**Task directions:** Change "white van roof" to "silver van roof" in the lines from the one with "Segment the white" up to and including the one with "50L110 50L110 56L130". Return only those lines, with everything else left as it is.

**Data section:**
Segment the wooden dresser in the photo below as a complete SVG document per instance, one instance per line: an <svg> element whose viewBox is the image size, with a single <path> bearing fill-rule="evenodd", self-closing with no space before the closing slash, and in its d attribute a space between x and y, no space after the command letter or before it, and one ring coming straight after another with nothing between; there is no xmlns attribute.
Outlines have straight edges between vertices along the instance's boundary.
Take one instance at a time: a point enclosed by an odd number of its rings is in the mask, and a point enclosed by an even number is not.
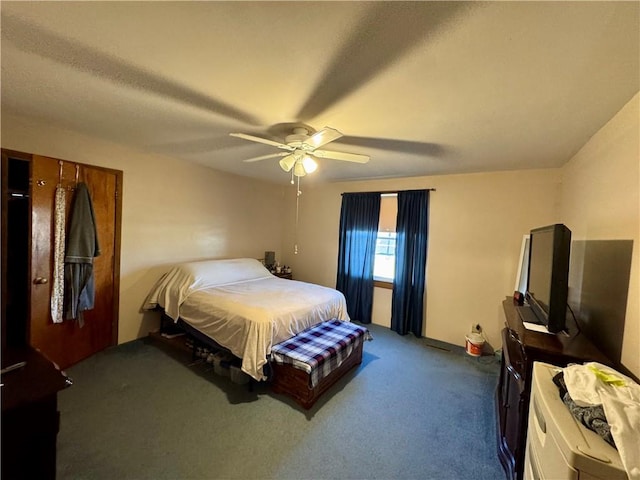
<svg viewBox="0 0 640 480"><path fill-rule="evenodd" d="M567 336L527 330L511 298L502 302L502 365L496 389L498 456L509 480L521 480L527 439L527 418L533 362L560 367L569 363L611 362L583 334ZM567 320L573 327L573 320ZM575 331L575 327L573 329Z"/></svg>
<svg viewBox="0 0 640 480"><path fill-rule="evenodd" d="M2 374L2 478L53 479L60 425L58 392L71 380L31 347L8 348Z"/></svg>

...

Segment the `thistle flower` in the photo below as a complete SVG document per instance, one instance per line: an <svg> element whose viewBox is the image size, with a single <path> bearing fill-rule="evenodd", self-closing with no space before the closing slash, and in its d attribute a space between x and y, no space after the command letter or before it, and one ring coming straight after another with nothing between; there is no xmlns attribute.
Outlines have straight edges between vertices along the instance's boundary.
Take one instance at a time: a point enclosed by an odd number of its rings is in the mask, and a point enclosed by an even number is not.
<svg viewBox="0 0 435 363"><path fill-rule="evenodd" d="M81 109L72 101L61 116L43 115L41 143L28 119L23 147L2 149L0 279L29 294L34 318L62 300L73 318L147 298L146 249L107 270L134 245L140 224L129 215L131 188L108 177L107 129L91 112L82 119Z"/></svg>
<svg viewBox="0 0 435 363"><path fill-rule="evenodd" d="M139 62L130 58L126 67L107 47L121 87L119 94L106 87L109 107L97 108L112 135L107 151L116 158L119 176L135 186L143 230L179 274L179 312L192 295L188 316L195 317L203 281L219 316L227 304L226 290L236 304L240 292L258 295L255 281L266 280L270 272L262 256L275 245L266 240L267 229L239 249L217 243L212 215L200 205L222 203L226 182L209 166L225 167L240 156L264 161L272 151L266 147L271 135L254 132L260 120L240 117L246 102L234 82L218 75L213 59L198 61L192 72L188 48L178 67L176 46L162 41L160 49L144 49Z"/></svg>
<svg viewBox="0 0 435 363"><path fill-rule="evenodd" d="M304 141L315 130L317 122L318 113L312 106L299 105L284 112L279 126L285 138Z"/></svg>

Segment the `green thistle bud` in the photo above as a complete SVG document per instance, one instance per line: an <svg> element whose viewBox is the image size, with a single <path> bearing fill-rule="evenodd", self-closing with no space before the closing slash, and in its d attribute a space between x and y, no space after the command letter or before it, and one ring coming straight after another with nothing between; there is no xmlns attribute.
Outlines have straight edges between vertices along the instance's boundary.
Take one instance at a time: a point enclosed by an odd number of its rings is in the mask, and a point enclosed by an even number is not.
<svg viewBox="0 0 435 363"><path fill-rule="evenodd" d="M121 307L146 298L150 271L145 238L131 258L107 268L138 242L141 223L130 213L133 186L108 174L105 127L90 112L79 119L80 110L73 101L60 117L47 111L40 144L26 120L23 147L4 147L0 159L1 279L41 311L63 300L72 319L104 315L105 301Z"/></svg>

...

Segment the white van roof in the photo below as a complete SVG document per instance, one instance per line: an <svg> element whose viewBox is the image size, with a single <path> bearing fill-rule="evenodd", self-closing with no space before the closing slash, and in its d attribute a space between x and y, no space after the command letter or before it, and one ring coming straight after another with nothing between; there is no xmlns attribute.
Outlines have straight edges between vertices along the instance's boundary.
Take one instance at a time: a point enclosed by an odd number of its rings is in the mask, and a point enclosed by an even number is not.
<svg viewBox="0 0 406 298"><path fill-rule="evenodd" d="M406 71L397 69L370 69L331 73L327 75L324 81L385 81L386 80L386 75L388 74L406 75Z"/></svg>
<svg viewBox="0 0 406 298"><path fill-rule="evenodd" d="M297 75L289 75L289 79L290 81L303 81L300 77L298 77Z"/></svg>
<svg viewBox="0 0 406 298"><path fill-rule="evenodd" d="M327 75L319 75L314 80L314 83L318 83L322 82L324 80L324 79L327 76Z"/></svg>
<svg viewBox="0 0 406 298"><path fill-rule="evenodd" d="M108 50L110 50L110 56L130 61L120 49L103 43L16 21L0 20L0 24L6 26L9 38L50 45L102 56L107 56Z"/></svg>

**Right answer:**
Segment the silver van roof in the photo below as a complete SVG document per instance, one instance per line: an <svg> element whose viewBox is the image size, with a single <path> bearing fill-rule="evenodd", self-closing with no space before the closing slash, and in its d attribute a space between x and y, no space after the command letter or before it, and one ring coming straight after another with nothing between; there is no xmlns attribute.
Outlines have straight edges between vertices along the instance's boundary.
Take one instance at a time: a point enclosed by an odd number of its rings is in the mask, and a point enclosed by an even number is not.
<svg viewBox="0 0 406 298"><path fill-rule="evenodd" d="M406 71L397 69L370 69L331 73L327 75L324 81L385 81L386 80L386 75L388 74L406 75Z"/></svg>
<svg viewBox="0 0 406 298"><path fill-rule="evenodd" d="M297 75L289 75L289 79L290 81L303 81L300 77L298 77Z"/></svg>
<svg viewBox="0 0 406 298"><path fill-rule="evenodd" d="M327 75L319 75L314 80L314 83L318 83L322 82L324 80L324 79L327 76Z"/></svg>
<svg viewBox="0 0 406 298"><path fill-rule="evenodd" d="M108 50L110 50L110 56L130 61L120 49L103 43L16 21L0 20L0 24L6 26L9 38L50 45L102 56L107 56Z"/></svg>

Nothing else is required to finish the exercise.